--- Task input ---

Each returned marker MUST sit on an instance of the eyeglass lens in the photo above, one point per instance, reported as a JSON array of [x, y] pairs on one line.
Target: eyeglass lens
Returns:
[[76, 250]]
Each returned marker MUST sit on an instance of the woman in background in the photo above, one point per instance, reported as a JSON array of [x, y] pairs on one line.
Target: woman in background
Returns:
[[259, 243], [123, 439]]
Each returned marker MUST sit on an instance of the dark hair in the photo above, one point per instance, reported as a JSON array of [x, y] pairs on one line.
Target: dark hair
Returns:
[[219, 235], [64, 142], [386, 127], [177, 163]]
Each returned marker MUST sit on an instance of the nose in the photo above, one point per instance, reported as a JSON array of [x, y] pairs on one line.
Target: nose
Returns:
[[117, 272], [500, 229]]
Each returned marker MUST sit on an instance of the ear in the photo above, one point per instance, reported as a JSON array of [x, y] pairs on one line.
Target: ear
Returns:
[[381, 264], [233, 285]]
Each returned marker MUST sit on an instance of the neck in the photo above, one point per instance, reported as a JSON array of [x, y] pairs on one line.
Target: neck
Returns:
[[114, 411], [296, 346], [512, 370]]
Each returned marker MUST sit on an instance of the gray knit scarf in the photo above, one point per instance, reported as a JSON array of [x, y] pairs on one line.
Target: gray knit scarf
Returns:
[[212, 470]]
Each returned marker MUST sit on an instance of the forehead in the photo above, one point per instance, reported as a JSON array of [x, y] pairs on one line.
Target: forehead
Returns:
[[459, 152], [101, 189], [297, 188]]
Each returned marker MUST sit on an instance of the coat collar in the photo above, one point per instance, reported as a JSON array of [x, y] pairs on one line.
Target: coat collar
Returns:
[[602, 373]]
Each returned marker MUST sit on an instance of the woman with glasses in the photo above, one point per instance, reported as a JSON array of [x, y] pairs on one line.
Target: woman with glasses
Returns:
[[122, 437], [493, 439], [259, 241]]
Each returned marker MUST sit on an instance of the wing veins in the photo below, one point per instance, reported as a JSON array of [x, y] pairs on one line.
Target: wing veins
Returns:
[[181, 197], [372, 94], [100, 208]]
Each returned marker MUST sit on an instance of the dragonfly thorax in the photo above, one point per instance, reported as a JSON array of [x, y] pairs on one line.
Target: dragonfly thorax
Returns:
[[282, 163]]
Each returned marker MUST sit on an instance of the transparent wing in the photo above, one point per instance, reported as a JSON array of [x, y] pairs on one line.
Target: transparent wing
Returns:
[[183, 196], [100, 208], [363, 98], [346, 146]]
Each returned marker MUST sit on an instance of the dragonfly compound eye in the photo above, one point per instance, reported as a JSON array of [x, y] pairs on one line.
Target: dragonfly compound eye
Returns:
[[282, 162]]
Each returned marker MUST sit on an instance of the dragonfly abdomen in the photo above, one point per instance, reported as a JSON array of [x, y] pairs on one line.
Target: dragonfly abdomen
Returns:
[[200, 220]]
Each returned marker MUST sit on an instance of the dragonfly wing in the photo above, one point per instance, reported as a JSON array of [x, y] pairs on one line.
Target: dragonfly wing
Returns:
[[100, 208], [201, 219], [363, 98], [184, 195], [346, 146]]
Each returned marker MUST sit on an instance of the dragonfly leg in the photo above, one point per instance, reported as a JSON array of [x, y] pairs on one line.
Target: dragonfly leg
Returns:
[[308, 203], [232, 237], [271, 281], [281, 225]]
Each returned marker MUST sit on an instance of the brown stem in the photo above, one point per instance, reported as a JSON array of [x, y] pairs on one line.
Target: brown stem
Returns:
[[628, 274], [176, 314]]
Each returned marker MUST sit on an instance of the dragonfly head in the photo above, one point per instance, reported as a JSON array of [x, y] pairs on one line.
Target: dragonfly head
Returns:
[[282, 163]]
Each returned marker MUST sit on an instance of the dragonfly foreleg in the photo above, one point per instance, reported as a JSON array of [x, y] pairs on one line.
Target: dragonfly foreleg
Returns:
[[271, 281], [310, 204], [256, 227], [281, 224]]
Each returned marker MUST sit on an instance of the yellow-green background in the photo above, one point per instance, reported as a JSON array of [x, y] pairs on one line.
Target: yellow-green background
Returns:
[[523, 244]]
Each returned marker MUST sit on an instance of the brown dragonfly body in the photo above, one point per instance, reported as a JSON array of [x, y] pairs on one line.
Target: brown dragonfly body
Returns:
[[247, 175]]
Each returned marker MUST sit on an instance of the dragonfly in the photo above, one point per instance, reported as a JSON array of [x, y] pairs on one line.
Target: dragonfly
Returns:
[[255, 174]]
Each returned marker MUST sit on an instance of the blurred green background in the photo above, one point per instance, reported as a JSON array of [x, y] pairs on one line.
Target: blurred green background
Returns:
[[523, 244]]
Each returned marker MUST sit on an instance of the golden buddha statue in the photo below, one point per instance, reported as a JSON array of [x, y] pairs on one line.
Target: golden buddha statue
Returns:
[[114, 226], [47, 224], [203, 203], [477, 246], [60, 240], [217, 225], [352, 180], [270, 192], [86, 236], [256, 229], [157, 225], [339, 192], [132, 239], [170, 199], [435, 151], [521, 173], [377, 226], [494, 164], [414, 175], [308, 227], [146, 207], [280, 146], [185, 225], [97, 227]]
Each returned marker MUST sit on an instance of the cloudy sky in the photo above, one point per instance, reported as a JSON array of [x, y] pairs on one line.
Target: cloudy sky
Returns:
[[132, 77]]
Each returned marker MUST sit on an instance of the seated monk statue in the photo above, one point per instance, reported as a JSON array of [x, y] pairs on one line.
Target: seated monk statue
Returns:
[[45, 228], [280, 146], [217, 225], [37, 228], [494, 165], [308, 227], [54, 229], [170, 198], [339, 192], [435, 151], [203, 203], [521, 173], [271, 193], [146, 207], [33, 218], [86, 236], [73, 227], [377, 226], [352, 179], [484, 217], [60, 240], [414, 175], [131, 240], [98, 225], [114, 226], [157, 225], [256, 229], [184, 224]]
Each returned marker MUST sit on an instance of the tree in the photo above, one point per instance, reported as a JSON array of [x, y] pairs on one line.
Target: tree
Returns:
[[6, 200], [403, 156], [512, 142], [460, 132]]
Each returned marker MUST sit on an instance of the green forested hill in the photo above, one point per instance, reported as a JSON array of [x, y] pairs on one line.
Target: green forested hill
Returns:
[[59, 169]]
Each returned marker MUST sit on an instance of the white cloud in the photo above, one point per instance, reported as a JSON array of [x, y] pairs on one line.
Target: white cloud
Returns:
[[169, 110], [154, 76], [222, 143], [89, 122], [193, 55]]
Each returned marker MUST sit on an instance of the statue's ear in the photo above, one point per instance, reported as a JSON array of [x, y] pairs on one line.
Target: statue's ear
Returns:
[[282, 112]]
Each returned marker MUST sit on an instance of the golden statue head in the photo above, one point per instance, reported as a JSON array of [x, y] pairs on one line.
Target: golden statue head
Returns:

---

**Given instruction**
Output every line of the listing above as a JSON list of strings, one string per line, leaving out any blank lines.

**Exercise response**
[
  "Each returned marker MUST sit on an instance of the eyeglass lens in the photo above, one point per instance, reported as a JSON array of [x, y] pairs on one line.",
  "Target: eyeglass lens",
  "Returns:",
  "[[76, 250]]",
  "Each returned marker MUST sit on an instance of the woman in background in the photo above, one point per instance, reported as a JSON array of [x, y] pairs on one line.",
  "Target: woman in background",
  "Returns:",
  "[[259, 243], [123, 439]]",
  "Each returned marker MUST sit on an instance of the dark hair in the photo above, one point per instance, reported as a JSON array of [x, y] pairs on one line.",
  "Target: dark hair",
  "Returns:",
  "[[219, 235], [64, 142], [386, 127], [177, 163]]",
  "Each returned marker MUST sit on an instance of the nose in the photo above, one point per instance, reported as a JSON array of [x, y] pairs on one line.",
  "Target: nose",
  "Returns:",
  "[[117, 272], [500, 229]]",
  "Each returned marker MUST sit on an instance of the ear in the photo above, one point per instance, reported as a JSON array of [x, y] pairs on one line.",
  "Target: ear",
  "Returns:",
  "[[381, 264], [233, 285]]",
  "Each returned marker MUST sit on an instance of the neck in the photo above, one point per instance, reported as a JSON array of [x, y] pairs on one line.",
  "Target: neck",
  "Returns:",
  "[[114, 411], [296, 346], [512, 370]]",
  "Each returned marker MUST sit on an instance of the gray knit scarf in the photo above, one point per instance, reported as a JSON array of [x, y] pairs on one line.",
  "Target: gray knit scarf",
  "Returns:",
  "[[212, 470]]",
  "Each returned marker MUST sit on an instance of the forehead in the photo above, one point per instance, reported as a JSON array of [x, y] pairs on one line.",
  "Target: forehead",
  "Returns:",
  "[[459, 152], [101, 189], [297, 188]]",
  "Each returned marker MUST sit on an instance of the coat collar in the photo above, one point per instance, reported as a JSON array of [x, y] pairs on one line.",
  "Target: coat collar",
  "Returns:",
  "[[602, 373]]",
  "Each returned marker MUST sit on an instance of the woman with glasses in the photo above, one point per instance, reported as a JSON array of [x, y] pairs on one line.",
  "Target: woman with glasses",
  "Returns:",
  "[[122, 437], [493, 439], [259, 241]]",
  "Each returned marker MUST sit on an instance of the wing veins in the photo below, one point per instance, reported as a JSON array of [x, y] pairs on one line.",
  "Target: wing veins",
  "Returns:",
  "[[181, 197], [372, 94], [100, 208]]",
  "Each returned marker MUST sit on an instance of the dragonfly thorax in the photo above, one point per instance, reported as a JSON array of [x, y] pairs on one line.",
  "Target: dragonfly thorax",
  "Returns:",
  "[[282, 163]]",
  "Each returned marker MUST sit on an instance of the transparent wing in the photo above, one point per instance, reported as a JSON array of [x, y] pairs on one line.",
  "Target: transparent wing",
  "Returns:",
  "[[183, 196], [100, 208], [363, 98], [346, 146]]",
  "Each returned marker MUST sit on an instance of the dragonfly compound eye in the photo above, one point per instance, reported as a JSON array of [x, y] pairs on one line.",
  "Target: dragonfly compound eye",
  "Returns:",
  "[[282, 162]]",
  "Each returned marker MUST sit on an instance of the dragonfly abdomen in the photo above, one point per instance, reported as a JSON array of [x, y] pairs on one line.",
  "Target: dragonfly abdomen",
  "Returns:",
  "[[200, 220]]",
  "Each returned marker MUST sit on an instance of the dragonfly wing in the photo above, one point per instance, reported as a JSON array of [x, y] pairs on one line.",
  "Target: dragonfly wing",
  "Returns:",
  "[[100, 208], [201, 219], [363, 98], [184, 195], [346, 146]]",
  "Each returned marker MUST sit on an instance of the dragonfly leg in the photo above, one point per instance, reported as a JSON array of [x, y] pairs on one line.",
  "Target: dragonfly leg",
  "Returns:",
  "[[308, 203], [232, 237], [271, 281], [281, 225]]",
  "Each returned marker MUST sit on an instance of the brown stem in the photo above, one point per instance, reported as a JSON array of [x, y] pairs on one line.",
  "Target: brown stem",
  "Returns:",
  "[[628, 274], [176, 314]]",
  "Each returned marker MUST sit on an instance of the dragonfly head in the photo above, one point per instance, reported as a JSON array of [x, y] pairs on one line.",
  "Target: dragonfly head",
  "Returns:",
  "[[282, 163]]",
  "Each returned marker MUST sit on an instance of the dragonfly foreleg in the photo above, one point per instance, reported as a JSON array of [x, y] pairs on one line.",
  "Target: dragonfly foreleg",
  "Returns:",
  "[[271, 281], [310, 204], [256, 227], [281, 224]]",
  "Each returned marker MUST sit on an instance of the yellow-green background in the photo above, one point per instance, reported as a JSON array of [x, y] pairs on one line.",
  "Target: yellow-green background",
  "Returns:",
  "[[523, 244]]",
  "Each returned marker MUST sit on an instance of the brown dragonfly body in the photo above, one point per instance, reported as a JSON array of [x, y] pairs on one line.",
  "Target: brown dragonfly body",
  "Returns:",
  "[[247, 175]]",
  "Each returned marker MUST sit on an instance of the dragonfly in the photo above, one point per instance, reported as a JSON array of [x, y] pairs on one line.",
  "Target: dragonfly",
  "Returns:",
  "[[255, 174]]",
  "Each returned marker MUST sit on an instance of the blurred green background in the photo above, one point per instance, reported as a JSON array of [x, y] pairs on one line.",
  "Target: blurred green background",
  "Returns:",
  "[[523, 244]]",
  "Each returned marker MUST sit on an instance of the golden buddha statue in the photo below, one point per instance, reported as a JSON array of [x, y] pairs on one line.",
  "Target: golden buddha statue",
  "Returns:",
  "[[114, 226], [47, 224], [203, 203], [477, 246], [60, 240], [217, 225], [352, 180], [270, 192], [86, 236], [256, 229], [157, 225], [339, 192], [132, 239], [170, 199], [435, 151], [521, 173], [377, 226], [494, 164], [414, 175], [308, 227], [146, 207], [280, 146], [185, 225], [97, 227]]",
  "Each returned marker MUST sit on an instance of the cloudy sky in the photo above, one point per instance, reported as a JSON array of [x, y] pairs on one line.",
  "Target: cloudy sky",
  "Returns:",
  "[[132, 77]]",
  "Each returned marker MUST sit on an instance of the seated monk statue in the photo above, one point per instance, reported as a JSON array of [x, y] pairs on one line.",
  "Target: seated monk statue",
  "Returns:",
  "[[45, 228], [280, 146], [217, 225], [37, 228], [494, 165], [308, 227], [54, 229], [170, 198], [339, 192], [435, 151], [203, 203], [521, 173], [271, 193], [146, 207], [33, 218], [86, 236], [73, 227], [377, 226], [352, 179], [484, 217], [60, 240], [414, 175], [131, 240], [98, 225], [114, 226], [157, 225], [256, 229], [184, 224]]",
  "Each returned marker MUST sit on an instance of the tree in the photo above, one point per instance, reported as a JSON array of [x, y] pairs on one line.",
  "Target: tree",
  "Returns:",
  "[[6, 200], [403, 156], [512, 142], [460, 132]]",
  "Each returned marker MUST sit on an instance of the green forested hill in the photo above, one point per instance, reported as a JSON array of [x, y] pairs on one line.",
  "Target: green forested hill",
  "Returns:",
  "[[59, 169]]",
  "Each returned marker MUST sit on an instance of the white cloud in the photo above, one point per instance, reported as a JSON array of [x, y] pairs on one line.",
  "Target: white cloud",
  "Returns:",
  "[[169, 110], [154, 76], [222, 143], [89, 122], [193, 55]]",
  "Each returned marker MUST sit on an instance of the statue's ear in the photo above, one point per instance, reported as a JSON array of [x, y] pairs on one line.",
  "Target: statue's ear",
  "Returns:",
  "[[282, 112]]",
  "Each returned marker MUST sit on an instance of the golden statue head in the photo above, one point per instance, reported as a JSON array of [x, y] pairs on one line.",
  "Target: golden statue head",
  "Returns:"
]